### REQUIRED ACTION
Scan the records for the string "yellow". State how many lines contain it and add nothing.

### AVAILABLE DATA
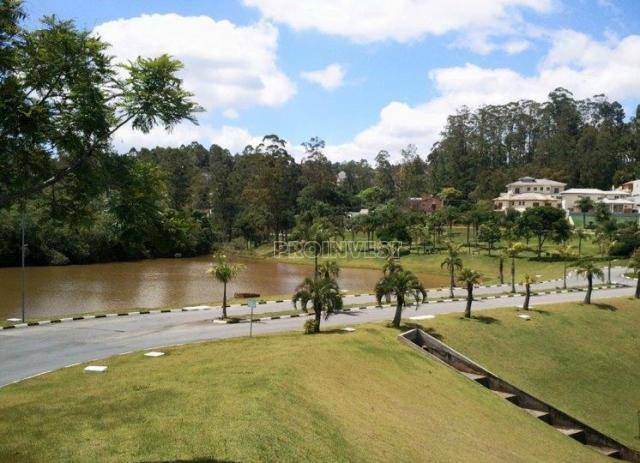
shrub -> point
(309, 326)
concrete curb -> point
(276, 317)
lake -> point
(54, 291)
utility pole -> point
(22, 258)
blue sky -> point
(365, 75)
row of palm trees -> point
(323, 291)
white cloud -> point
(367, 21)
(230, 113)
(329, 78)
(575, 61)
(516, 46)
(233, 138)
(225, 65)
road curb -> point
(276, 317)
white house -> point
(616, 200)
(529, 192)
(633, 188)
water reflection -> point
(155, 283)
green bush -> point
(309, 326)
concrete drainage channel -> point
(426, 344)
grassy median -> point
(582, 359)
(332, 397)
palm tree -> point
(402, 283)
(512, 251)
(469, 278)
(501, 257)
(323, 293)
(608, 245)
(527, 282)
(452, 262)
(581, 234)
(224, 272)
(585, 204)
(589, 269)
(565, 252)
(634, 264)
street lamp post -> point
(22, 262)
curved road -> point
(31, 351)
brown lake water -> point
(156, 283)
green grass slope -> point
(332, 397)
(581, 359)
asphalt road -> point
(35, 350)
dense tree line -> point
(62, 99)
(585, 143)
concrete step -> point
(607, 451)
(537, 413)
(575, 433)
(474, 376)
(507, 395)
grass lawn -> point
(428, 265)
(581, 359)
(331, 397)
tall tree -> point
(452, 262)
(589, 269)
(63, 99)
(403, 284)
(469, 278)
(324, 295)
(224, 272)
(545, 223)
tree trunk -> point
(587, 296)
(224, 300)
(398, 315)
(315, 264)
(539, 248)
(318, 315)
(579, 246)
(451, 283)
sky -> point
(364, 75)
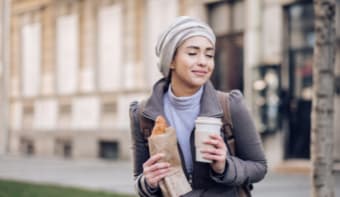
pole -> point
(4, 75)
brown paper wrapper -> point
(175, 184)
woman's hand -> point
(217, 152)
(154, 170)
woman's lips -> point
(200, 72)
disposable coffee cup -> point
(205, 126)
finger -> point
(213, 151)
(153, 159)
(217, 141)
(159, 166)
(214, 157)
(159, 177)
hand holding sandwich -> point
(154, 169)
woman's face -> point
(193, 63)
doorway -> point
(300, 59)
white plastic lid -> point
(208, 120)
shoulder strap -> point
(145, 124)
(227, 128)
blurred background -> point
(70, 68)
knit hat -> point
(181, 29)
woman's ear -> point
(172, 65)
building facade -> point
(77, 64)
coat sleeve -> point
(140, 153)
(249, 165)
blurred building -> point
(77, 64)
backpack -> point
(146, 126)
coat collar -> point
(210, 105)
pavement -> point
(291, 180)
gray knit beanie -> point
(183, 28)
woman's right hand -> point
(154, 170)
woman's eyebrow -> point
(197, 48)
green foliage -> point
(22, 189)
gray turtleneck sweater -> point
(181, 112)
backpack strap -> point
(145, 124)
(227, 126)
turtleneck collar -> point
(185, 102)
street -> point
(116, 176)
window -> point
(109, 47)
(228, 73)
(67, 54)
(31, 58)
(108, 149)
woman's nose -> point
(202, 60)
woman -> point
(186, 60)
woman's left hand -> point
(217, 152)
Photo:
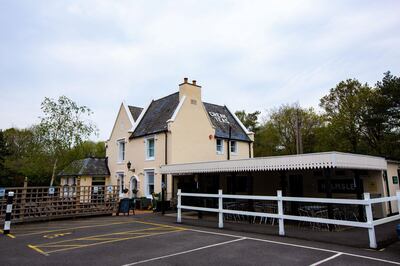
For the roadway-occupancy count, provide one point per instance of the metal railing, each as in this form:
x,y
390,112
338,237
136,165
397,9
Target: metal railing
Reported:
x,y
46,203
367,202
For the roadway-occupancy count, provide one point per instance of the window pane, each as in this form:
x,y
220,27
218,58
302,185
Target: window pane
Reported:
x,y
150,148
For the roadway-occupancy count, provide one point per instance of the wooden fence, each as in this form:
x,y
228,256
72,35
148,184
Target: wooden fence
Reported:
x,y
47,203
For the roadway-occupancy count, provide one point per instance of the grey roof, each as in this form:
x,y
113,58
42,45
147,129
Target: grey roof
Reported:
x,y
156,116
135,111
88,166
222,119
159,111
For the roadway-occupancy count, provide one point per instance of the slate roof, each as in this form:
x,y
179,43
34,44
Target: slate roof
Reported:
x,y
159,111
135,111
88,166
222,119
156,116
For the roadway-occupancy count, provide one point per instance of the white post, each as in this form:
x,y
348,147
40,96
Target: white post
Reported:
x,y
179,217
220,208
370,221
280,212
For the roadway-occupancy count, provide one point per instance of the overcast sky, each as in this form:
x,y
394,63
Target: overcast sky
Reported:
x,y
251,55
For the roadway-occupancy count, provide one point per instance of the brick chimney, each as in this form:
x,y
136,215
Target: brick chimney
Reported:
x,y
190,90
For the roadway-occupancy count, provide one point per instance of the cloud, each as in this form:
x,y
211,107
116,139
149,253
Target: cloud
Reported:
x,y
250,55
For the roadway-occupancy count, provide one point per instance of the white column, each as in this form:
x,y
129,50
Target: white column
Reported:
x,y
220,208
370,220
280,212
179,217
398,200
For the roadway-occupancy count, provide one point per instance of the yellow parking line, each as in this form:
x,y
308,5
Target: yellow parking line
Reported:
x,y
89,237
38,250
9,235
79,227
111,241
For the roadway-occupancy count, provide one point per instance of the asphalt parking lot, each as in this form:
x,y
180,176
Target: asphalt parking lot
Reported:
x,y
150,240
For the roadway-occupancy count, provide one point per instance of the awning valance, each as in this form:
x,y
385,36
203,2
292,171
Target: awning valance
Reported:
x,y
276,163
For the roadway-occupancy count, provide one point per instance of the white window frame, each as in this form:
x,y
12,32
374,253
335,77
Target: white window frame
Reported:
x,y
120,180
235,152
222,146
146,150
146,180
119,151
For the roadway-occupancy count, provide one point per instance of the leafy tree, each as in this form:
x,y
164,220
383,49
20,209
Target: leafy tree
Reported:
x,y
249,120
282,126
344,108
63,127
3,154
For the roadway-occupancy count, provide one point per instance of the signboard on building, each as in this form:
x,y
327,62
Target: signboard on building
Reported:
x,y
338,186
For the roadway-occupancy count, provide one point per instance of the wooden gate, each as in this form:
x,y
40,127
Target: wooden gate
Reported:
x,y
47,203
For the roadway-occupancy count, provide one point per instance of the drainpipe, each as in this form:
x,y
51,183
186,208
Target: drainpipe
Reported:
x,y
164,176
229,143
385,177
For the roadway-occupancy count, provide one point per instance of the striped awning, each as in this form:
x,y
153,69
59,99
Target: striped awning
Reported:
x,y
277,163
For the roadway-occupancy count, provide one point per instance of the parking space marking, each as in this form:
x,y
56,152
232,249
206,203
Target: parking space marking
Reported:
x,y
69,228
296,245
185,252
9,235
52,247
327,259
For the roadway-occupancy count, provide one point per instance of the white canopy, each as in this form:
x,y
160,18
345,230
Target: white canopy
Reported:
x,y
276,163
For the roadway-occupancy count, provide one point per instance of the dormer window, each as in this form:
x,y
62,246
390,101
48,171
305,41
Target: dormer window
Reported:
x,y
233,147
121,150
219,146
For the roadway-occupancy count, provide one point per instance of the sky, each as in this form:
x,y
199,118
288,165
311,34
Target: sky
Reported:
x,y
248,55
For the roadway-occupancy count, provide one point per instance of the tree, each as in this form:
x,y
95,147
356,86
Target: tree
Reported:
x,y
63,127
249,120
3,154
344,108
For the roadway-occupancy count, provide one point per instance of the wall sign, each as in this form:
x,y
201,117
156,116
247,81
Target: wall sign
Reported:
x,y
219,117
338,186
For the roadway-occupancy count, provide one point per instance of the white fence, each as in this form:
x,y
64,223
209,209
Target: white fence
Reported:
x,y
281,216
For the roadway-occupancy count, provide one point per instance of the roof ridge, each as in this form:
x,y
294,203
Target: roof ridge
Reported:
x,y
165,96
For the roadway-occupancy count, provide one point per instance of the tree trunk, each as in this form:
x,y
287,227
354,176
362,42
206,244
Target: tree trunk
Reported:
x,y
53,176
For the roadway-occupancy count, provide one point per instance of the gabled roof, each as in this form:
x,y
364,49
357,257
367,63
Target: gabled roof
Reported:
x,y
135,111
87,166
155,119
156,116
222,119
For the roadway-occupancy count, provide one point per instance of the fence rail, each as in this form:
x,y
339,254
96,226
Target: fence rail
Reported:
x,y
46,203
366,203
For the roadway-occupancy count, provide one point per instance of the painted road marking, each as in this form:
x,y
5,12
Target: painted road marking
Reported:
x,y
56,235
70,228
185,252
9,235
82,242
327,259
296,245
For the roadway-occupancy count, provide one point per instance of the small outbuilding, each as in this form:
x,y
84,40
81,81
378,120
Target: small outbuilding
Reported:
x,y
85,172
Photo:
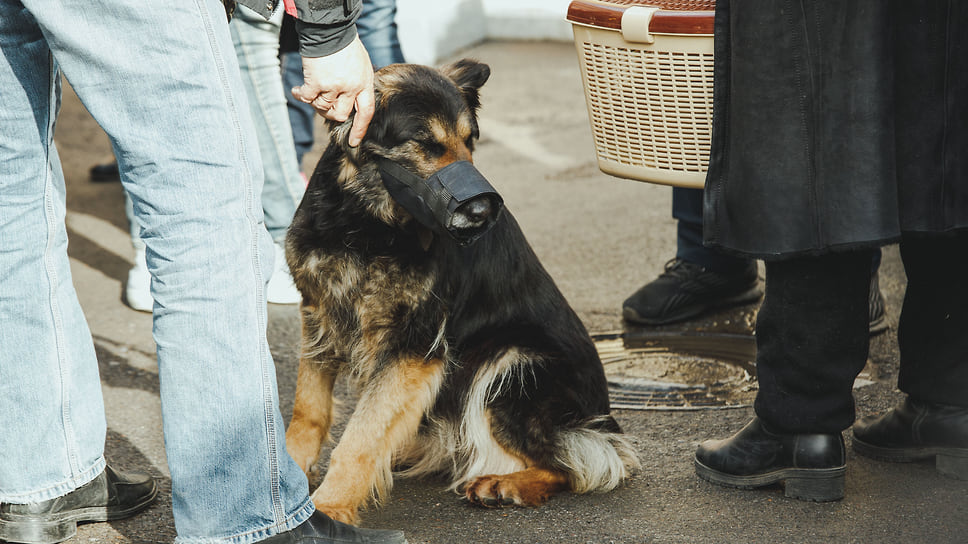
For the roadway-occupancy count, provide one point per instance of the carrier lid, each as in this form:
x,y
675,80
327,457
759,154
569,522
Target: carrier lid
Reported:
x,y
663,16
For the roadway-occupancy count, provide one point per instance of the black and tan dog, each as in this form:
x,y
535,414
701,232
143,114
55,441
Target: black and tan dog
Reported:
x,y
468,359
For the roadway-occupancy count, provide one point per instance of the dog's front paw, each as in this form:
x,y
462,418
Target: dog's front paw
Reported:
x,y
495,492
341,513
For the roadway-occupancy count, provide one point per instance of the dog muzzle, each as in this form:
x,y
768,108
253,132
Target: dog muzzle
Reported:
x,y
455,200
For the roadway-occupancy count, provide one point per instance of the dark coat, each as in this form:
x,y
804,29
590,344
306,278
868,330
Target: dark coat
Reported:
x,y
837,124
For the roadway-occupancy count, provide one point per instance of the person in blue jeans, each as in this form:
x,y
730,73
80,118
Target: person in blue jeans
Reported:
x,y
163,81
700,279
256,42
378,31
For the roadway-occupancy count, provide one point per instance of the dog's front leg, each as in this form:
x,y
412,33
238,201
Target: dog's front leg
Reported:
x,y
312,413
386,418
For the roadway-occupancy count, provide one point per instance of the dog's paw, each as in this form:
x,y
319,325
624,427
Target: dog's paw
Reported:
x,y
341,513
498,492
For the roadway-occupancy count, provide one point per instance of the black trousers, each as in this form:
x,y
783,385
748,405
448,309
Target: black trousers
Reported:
x,y
812,332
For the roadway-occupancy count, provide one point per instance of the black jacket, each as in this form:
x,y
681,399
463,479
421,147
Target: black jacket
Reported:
x,y
837,124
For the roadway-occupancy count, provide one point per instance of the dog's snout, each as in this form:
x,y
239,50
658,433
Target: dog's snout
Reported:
x,y
473,214
479,209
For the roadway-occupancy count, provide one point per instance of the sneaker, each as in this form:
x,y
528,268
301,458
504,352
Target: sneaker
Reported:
x,y
878,321
686,290
137,292
111,496
320,529
281,289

### RESPONSE AREA
2